→ **SOURCE TEXT**
Insurtech and MGA’s


In a definitive judgment dated October 2, 2023, Paris Commercial Court ruled that brokerage practices are binding on Managing General Agent (MGAs) (as well as insurers), as they act as agents of insurers. Consequently, they must, among other things, respect the commission rights of the introducing broker.

Jérôme GOY
Partner at Enthemis law firm


The volume of so-called affinity insurance policies, whether through traditional channels or Insurtech, continues to grow. This type of distribution involves several insurance intermediaries, including an MGA, in all branches of insurance.

A definitive judgment from Paris Commercial Court on October 2, 2023 (1), draws all the practical consequences from this, which should be noted by all brokers.

The insured risks (French expatriates in Asia) were non-French health insurance risks. The insurance programs were subscribed to by the association of insured persons April with Groupama Gan Vie and were governed by French insurance law. The marketing and management of these policies were carried out under a partnership agreement concluded by the neo-broker with the April group. The agreement between the neo-broker and the wholesaler explicitly referred to brokerage practices and the Moral Code of Planete CSCA [association of insurance brokers).

→ **SET PROBLEM**
Continue the article on the Paris Commercial Court ruling about MGAs and brokerage practices, starting right after its last sentence.

→ **GIVEN DATA**

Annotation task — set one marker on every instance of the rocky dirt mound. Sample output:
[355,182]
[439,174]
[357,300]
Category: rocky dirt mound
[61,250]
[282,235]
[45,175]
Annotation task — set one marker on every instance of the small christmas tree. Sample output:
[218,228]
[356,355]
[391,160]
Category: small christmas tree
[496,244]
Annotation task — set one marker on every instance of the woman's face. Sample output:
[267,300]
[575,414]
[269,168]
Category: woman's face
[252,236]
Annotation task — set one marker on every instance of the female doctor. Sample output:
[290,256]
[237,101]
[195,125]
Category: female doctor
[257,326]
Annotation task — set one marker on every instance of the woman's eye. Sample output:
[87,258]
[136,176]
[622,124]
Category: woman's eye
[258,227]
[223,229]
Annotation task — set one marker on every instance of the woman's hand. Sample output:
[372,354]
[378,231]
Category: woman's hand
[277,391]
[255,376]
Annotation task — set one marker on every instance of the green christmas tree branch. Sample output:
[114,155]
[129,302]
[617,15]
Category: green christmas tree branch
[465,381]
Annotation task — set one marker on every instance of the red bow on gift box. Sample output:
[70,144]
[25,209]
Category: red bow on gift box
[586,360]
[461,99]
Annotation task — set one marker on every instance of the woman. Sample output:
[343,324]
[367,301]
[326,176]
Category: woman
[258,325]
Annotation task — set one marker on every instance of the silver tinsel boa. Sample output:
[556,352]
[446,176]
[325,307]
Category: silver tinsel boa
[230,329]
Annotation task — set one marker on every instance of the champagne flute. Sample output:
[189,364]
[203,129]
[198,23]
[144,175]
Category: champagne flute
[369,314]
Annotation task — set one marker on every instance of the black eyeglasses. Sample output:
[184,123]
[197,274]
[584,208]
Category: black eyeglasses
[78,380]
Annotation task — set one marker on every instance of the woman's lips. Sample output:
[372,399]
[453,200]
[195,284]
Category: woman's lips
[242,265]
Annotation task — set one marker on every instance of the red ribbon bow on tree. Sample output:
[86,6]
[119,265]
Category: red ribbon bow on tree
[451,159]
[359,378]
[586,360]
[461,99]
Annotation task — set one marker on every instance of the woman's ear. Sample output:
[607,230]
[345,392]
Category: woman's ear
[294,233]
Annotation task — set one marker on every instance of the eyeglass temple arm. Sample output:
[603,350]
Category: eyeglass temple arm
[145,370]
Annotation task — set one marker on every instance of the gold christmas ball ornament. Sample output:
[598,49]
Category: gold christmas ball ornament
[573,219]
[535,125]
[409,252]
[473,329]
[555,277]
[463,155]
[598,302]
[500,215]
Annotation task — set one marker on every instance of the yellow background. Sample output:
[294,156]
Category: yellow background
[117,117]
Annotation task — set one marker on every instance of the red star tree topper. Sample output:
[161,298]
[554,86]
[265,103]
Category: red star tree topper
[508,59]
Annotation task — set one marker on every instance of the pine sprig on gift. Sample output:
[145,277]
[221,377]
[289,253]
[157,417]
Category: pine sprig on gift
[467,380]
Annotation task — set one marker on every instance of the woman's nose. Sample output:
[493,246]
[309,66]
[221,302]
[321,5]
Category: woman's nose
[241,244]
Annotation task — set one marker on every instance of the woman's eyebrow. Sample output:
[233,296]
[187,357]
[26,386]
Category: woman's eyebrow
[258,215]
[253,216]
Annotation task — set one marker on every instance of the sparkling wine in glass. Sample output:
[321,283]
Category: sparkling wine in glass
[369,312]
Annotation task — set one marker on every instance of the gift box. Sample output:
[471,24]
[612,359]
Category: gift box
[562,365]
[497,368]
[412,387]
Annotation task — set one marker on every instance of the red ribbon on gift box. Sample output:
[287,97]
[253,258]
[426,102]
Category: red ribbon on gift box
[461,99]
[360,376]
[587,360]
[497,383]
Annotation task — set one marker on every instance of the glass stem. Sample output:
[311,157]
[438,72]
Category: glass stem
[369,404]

→ **OUTPUT FOR THIS EXERCISE**
The judges generally apply these professional rules of practice to which insurers and brokers submit, as the Court of Cassation recalls (2). Brokerage practices, including the right to commission, are, for reference, applicable to French MGAs (3).

Good to know 

In the code of ethics for brokers, brokerage practices refer to professional rules of practice to which insurers and brokers submit. The first practices appeared in 1935 and are still relevant for most.


The question therefore arose as to the applicable law to the contractual relationship between brokers, a relationship which, for reference, is entirely independent of the law applicable to the insurance policy. Although they were “non-French” risks, the distribution agreement was also subject to French law. The court therefore retains the jurisdiction of French judges and French law. The judge concludes that French brokerage practices also apply to the policy in question, including the obligation on the MGA to comply with them.


Brokerage practices were designed to protect brokers from insurers and prevent onerous replacement orders to the benefit of their agents. The role of an MGA is closer to that of an agent of insurers than an agent of insured persons.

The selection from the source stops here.